*Document extract*:
-*-

From 822ea0f9cdf3c6e9c9e1a48262166e996129cc85 Mon Sep 17 00:00:00 2001
From: Sanbu <96160062+sanbuphy@users.noreply.github.com>
Date: Tue, 3 Jan 2023 10:55:56 +0800
Subject: [PATCH] Add not_equal trt converter (#49393)

---
 .../fluid/inference/api/analysis_predictor.cc |  1 +
 .../inference/tensorrt/convert/equal_op.cc    | 63 +++++++++++++--
 paddle/fluid/inference/tensorrt/op_teller.cc  |  4 +-
 .../ir/inference/test_trt_convert_equal.py    | 77 ++++++++++---------
 4 files changed, 100 insertions(+), 45 deletions(-)

diff --git a/paddle/fluid/inference/api/analysis_predictor.cc b/paddle/fluid/inference/api/analysis_predictor.cc
index 2fe3dbe13e7..46ec559939e 100644
--- a/paddle/fluid/inference/api/analysis_predictor.cc
+++ b/paddle/fluid/inference/api/analysis_predictor.cc
@@ -2396,6 +2396,7 @@ USE_TRT_CONVERTER(cast)

-*-

*Jobs*:
1 > Translate the patch's subject line, "Add not_equal trt converter", into Spanish.
2 > List the names of the files the patch changes, without their directory paths.

*Data provided*:
-*-

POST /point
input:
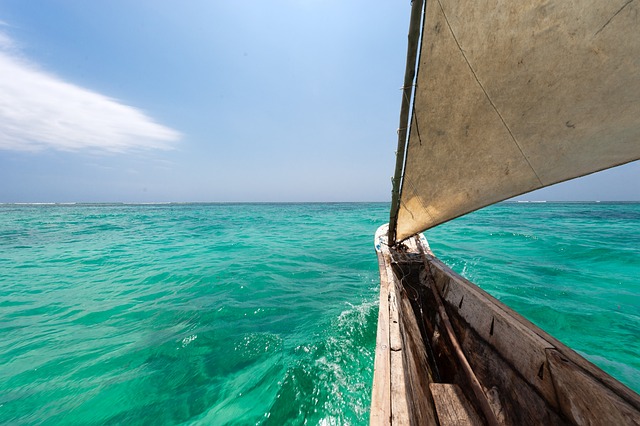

-*-

*Answers to the tasks*:
1 > Agregar el convertidor trt de not_equal

2 > analysis_predictor.cc, equal_op.cc, op_teller.cc, test_trt_convert_equal.py